_SELECTION_:
That assumes every parameter is implicitly named. If named arguments 
ever get into the language, then they should imho be marked as named 
arguments explicitly at function declaration point.

> I also don't think that they add much unless you have functions with way too many parameters, and
> those sorts of functions shouldn't be happening anyway. And I don't like the
> additional complication of the possibility of reordering functiion arguments.
> You should be able to look at a function and know which parameters its
> arguments go with purely by the order, which named arguments destroy.

Why would that be beneficial?

>
> But all of that has been discussed at length before. I'm completely opposed to
> the idea, but I seem to be in the minority (at least out of those who spoke
> up).
>
> - Jonathan M Davis

I don't need named arguments either, but I don't think they would hurt 
if implemented as a purely optional feature.
December 28, 2011
Re: A nice way to step into 2012
On Wednesday, December 28, 2011 21:44:01 Timon Gehr wrote:
> > I also don't think that they add much unless you have functions with way
> > too many parameters, and those sorts of functions shouldn't be
> > happening anyway. And I don't like the additional complication of the
> > possibility of reordering functiion arguments. You should be able to
> > look at a function and know which parameters its arguments go with
> > purely by the order, which named arguments destroy.

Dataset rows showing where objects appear

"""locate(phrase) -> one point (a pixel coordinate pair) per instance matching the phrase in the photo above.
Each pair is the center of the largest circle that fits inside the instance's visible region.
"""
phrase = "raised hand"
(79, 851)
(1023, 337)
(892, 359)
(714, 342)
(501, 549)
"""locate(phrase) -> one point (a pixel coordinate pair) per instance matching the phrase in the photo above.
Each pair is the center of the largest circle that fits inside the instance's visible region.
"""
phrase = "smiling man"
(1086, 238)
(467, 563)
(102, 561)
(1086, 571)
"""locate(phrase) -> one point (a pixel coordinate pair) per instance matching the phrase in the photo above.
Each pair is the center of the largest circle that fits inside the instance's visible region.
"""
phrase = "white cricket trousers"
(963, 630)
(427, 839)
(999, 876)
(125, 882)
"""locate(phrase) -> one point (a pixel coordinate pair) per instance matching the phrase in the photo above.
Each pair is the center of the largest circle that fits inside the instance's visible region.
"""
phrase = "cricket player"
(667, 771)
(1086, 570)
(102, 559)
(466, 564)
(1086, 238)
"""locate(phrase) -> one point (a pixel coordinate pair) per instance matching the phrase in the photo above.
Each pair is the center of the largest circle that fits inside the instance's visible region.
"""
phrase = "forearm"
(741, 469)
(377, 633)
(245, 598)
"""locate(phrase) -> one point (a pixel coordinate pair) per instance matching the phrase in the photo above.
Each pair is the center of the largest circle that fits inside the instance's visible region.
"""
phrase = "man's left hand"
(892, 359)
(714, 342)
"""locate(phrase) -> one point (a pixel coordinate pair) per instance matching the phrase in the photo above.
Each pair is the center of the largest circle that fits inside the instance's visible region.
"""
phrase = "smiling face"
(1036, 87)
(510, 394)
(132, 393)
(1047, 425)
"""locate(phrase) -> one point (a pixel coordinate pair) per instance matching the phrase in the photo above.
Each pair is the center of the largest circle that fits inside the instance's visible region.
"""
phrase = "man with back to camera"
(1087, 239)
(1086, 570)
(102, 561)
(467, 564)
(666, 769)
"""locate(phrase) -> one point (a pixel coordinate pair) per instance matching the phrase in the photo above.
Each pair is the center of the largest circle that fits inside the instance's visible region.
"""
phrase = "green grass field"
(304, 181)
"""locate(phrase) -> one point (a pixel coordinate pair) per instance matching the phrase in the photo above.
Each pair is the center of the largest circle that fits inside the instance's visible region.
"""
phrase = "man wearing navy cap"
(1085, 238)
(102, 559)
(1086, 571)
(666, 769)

_EXERCISE TASKS_:
(1) Answer these questions about the named-arguments discussion:
(a) At what point does the first writer say named arguments should be marked explicitly?
(b) On what condition would named arguments not hurt, according to the writer who says they don't need them?
(c) What subject line heads the reply dated December 28, 2011?
(2) Please pick out every line of the listing that contains the word "hand".

_EXERCISE RESULTS_:
(1)
(a) At the function declaration point.
(b) If they are implemented as a purely optional feature.
(c) "Re: A nice way to step into 2012"

(2)
phrase = "raised hand"
phrase = "man's left hand"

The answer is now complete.